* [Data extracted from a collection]
━━━━━━━━━━━━━━━━━━━━━━━━━━━━━━

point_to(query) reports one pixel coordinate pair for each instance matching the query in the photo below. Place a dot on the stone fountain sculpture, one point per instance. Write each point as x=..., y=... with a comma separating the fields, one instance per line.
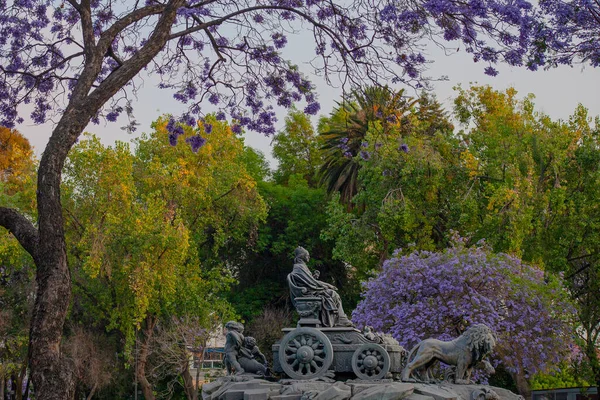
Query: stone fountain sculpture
x=367, y=365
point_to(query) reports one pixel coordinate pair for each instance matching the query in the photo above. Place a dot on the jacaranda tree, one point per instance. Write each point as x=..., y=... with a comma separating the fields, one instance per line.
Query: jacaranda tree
x=72, y=62
x=440, y=294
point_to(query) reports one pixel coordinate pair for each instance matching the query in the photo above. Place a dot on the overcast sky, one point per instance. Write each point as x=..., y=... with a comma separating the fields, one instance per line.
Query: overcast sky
x=557, y=91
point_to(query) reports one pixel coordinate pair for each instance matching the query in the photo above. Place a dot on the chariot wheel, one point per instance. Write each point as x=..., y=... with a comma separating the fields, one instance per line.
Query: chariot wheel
x=370, y=361
x=305, y=353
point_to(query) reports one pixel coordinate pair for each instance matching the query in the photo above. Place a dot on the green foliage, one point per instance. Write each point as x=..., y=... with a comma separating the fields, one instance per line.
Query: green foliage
x=297, y=149
x=566, y=375
x=146, y=228
x=405, y=191
x=296, y=216
x=17, y=285
x=363, y=116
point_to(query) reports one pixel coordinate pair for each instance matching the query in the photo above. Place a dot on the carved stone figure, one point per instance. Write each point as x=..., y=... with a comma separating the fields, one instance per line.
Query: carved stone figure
x=378, y=337
x=251, y=358
x=305, y=284
x=234, y=340
x=464, y=352
x=241, y=354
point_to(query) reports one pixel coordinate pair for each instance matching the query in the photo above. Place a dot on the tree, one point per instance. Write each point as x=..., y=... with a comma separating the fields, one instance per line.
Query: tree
x=297, y=149
x=145, y=230
x=344, y=135
x=17, y=188
x=440, y=294
x=412, y=166
x=70, y=59
x=534, y=184
x=571, y=34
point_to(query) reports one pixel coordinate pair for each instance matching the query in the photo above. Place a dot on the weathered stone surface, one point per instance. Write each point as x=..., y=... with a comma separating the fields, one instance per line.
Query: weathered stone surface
x=416, y=396
x=466, y=392
x=305, y=386
x=358, y=385
x=296, y=396
x=238, y=388
x=256, y=394
x=389, y=391
x=221, y=388
x=338, y=391
x=436, y=391
x=234, y=395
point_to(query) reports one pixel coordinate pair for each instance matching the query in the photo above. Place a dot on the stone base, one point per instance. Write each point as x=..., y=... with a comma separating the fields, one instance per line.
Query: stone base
x=248, y=388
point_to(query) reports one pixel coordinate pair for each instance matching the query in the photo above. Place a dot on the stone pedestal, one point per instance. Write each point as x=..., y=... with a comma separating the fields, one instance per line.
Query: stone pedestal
x=309, y=310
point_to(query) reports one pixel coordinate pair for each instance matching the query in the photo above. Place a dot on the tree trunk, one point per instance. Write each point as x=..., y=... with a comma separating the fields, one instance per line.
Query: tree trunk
x=191, y=391
x=522, y=385
x=19, y=380
x=142, y=359
x=51, y=372
x=92, y=392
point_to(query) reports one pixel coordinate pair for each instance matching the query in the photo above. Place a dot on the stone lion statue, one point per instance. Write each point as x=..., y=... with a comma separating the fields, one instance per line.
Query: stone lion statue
x=463, y=353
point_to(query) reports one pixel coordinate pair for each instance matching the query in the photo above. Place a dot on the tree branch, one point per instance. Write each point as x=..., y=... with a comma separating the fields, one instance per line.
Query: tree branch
x=21, y=228
x=111, y=33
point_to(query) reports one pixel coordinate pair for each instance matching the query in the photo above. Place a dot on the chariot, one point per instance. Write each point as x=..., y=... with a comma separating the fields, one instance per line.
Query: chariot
x=310, y=350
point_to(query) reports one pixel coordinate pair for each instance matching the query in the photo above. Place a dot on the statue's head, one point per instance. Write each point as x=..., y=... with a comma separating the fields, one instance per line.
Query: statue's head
x=301, y=254
x=249, y=342
x=234, y=326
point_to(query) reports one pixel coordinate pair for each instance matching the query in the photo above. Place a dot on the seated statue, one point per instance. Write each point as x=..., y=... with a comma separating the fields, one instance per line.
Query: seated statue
x=241, y=353
x=305, y=284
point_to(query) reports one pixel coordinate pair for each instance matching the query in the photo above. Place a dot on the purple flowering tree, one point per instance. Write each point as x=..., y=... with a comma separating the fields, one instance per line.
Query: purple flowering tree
x=73, y=62
x=440, y=294
x=571, y=33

━━━━━━━━━━━━━━━━━━━━━━━━━━━━━━

* [Problem details] All records above are to be printed exactly, minus the pictures they contain.

* [Reply to the task]
point_to(query) reports one pixel coordinate pair for each instance matching the query in the photo below. Place a dot on the stone fountain sculpture, one point per instance. Write each point as x=..., y=... with a comma separating the fields, one instance per line.
Query: stone fountain sculpture
x=367, y=365
point_to(query) reports one pixel coordinate pair for each instance matching the query in the photo above. Place a dot on the jacaranda tree, one point per instance. Write each point as x=..., y=... with a comma separating the fields, one instance per line.
Query: jacaranda tree
x=72, y=62
x=440, y=294
point_to(query) reports one pixel coordinate pair for each instance matching the query in the photo above. Place a dot on the overcast sky, one point per instance. Write each point as x=..., y=... with a comma separating the fields, one instance per line.
Query: overcast sky
x=557, y=91
point_to(query) reports one pixel coordinate pair for each instance matching the query in the photo above. Place a dot on the chariot wheel, one point per instance. Write each point as x=..., y=... with a comma separating the fields, one instance per line.
Query: chariot wheel
x=370, y=361
x=305, y=353
point_to(query) reports one pixel coordinate pair for each instance matching the query in the photo above. Place a dot on the green foliage, one point per instance. Write each point as x=..., y=... with a comma separating the fields, one instance per line.
Query: green foliage
x=297, y=149
x=566, y=375
x=146, y=228
x=405, y=191
x=296, y=216
x=17, y=285
x=363, y=116
point_to(query) reports one pixel coordinate pair for each instance matching the query in the photo above. Place a dot on the carved stone figure, one point per instance. Write each point as x=..., y=... with a comma separating the fields, one instance per line.
Query: carved stone figure
x=378, y=337
x=251, y=358
x=305, y=284
x=234, y=340
x=464, y=352
x=241, y=354
point_to(query) reports one pixel coordinate pair for each instance matching the query in the photo above. Place a dot on the tree, one point per instance. Write each point as x=..., y=... with a comma separating the fields, one instance per line.
Query: tree
x=297, y=149
x=145, y=230
x=344, y=135
x=17, y=188
x=440, y=294
x=412, y=166
x=70, y=59
x=534, y=184
x=571, y=34
point_to(query) reports one pixel coordinate pair for each instance matching the query in the photo above. Place a dot on the weathered stone surface, one point per instance. Write each point as x=..., y=... with a comma separating the fields, one instance per line.
Query: weathered stone surface
x=416, y=396
x=466, y=392
x=305, y=386
x=358, y=385
x=296, y=396
x=238, y=388
x=256, y=394
x=389, y=391
x=221, y=388
x=338, y=391
x=436, y=391
x=234, y=395
point_to(query) reports one pixel coordinate pair for each instance matching the query in the photo above. Place a dot on the stone base, one point per instance. Write each point as x=..., y=... with a comma separating the fields, one instance per line.
Query: stone base
x=248, y=388
point_to(query) reports one pixel coordinate pair for each instance matching the query in the photo above. Place a dot on the stone pedestal, one point per instance. Write each point as x=..., y=... with a comma separating the fields, one instance per line.
Query: stone pedestal
x=309, y=310
point_to(query) reports one pixel coordinate pair for each instance matching the query in the photo above. Place a dot on the tree trunk, one point per instance. Write each point as x=..., y=... with a comma separating the fields, one instance per line.
Query: tree trunk
x=191, y=391
x=522, y=385
x=19, y=380
x=142, y=359
x=51, y=372
x=92, y=392
point_to(query) reports one pixel coordinate pair for each instance matching the query in the photo above. Place a dot on the stone lion statue, one point per instance. Write each point as x=..., y=... with a comma separating the fields, one instance per line.
Query: stone lion statue
x=463, y=353
point_to(query) reports one pixel coordinate pair for each instance matching the query in the photo above. Place a dot on the tree branch, one point per instance. Write each point as x=..., y=... with a comma separating the fields, one instance per line.
Query: tree branch
x=21, y=228
x=111, y=33
point_to(query) reports one pixel coordinate pair for each instance matching the query in the photo above. Place a dot on the chariot, one point per instance. Write each point as x=..., y=... with a comma separating the fields, one instance per line.
Query: chariot
x=310, y=350
point_to(query) reports one pixel coordinate pair for each instance matching the query in the photo above. Place a dot on the statue's head, one point per instance. Write each point as x=..., y=... with a comma separating the fields, one instance per line.
Query: statue's head
x=301, y=254
x=249, y=342
x=234, y=326
point_to(query) reports one pixel coordinate pair for each instance matching the query in the photo above. Place a dot on the seated statue, one point per instance. Write each point as x=..., y=... with a comma separating the fields, one instance per line.
Query: seated statue
x=241, y=353
x=305, y=284
point_to(query) reports one pixel coordinate pair for each instance matching the query in the photo above. Place a dot on the purple flowering tree, one point per instance. Write each point as x=..., y=... with a comma separating the fields, one instance per line.
Query: purple flowering tree
x=73, y=62
x=440, y=294
x=571, y=33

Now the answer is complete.